* _Task_: Count the lines in the records below that contain the word "above". Reply with the number alone.

-- Start The input --

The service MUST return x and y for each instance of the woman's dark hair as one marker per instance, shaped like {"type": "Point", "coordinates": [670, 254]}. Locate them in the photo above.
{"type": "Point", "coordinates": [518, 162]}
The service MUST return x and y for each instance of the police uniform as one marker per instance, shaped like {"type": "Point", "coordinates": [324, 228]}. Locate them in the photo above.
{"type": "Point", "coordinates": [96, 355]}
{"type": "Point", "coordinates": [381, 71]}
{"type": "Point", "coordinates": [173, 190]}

-- End The input --
-- Start The input --

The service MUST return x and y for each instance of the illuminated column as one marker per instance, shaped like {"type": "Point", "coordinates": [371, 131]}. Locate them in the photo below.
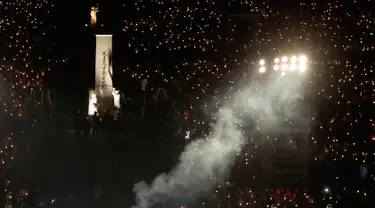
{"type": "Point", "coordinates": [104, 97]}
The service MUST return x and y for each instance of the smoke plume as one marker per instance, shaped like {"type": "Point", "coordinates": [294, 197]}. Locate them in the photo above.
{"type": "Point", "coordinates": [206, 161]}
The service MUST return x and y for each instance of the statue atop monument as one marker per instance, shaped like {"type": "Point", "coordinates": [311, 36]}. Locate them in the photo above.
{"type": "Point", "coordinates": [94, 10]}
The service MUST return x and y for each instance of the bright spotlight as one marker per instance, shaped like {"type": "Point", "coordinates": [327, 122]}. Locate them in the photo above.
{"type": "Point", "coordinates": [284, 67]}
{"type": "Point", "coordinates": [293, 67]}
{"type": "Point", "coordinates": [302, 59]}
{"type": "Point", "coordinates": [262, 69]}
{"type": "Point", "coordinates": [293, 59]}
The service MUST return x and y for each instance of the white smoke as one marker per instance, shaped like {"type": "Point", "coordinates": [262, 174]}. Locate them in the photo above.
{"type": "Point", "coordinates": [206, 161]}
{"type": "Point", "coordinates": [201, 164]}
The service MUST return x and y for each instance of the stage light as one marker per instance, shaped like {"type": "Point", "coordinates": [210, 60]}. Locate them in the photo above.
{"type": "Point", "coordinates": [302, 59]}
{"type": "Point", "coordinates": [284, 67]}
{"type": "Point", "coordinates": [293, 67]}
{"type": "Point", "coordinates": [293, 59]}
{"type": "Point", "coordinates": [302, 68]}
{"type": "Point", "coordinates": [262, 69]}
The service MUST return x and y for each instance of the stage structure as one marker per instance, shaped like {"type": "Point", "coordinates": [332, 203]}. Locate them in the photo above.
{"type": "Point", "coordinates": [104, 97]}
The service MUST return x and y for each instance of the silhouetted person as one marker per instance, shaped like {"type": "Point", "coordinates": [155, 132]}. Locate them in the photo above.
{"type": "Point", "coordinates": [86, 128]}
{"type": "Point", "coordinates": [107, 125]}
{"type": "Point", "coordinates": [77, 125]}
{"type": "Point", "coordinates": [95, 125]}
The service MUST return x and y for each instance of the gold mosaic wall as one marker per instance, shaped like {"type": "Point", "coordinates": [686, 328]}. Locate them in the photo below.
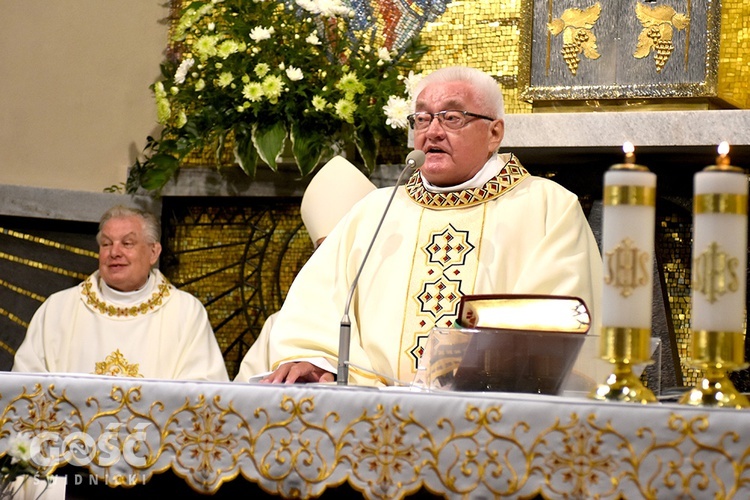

-- End The input --
-- Start The input --

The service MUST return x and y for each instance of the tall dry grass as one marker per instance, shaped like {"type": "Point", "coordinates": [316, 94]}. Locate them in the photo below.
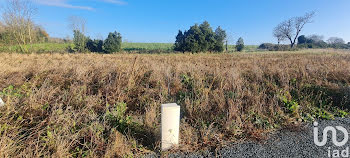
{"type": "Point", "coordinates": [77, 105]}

-- End The input --

* _Task response_: 9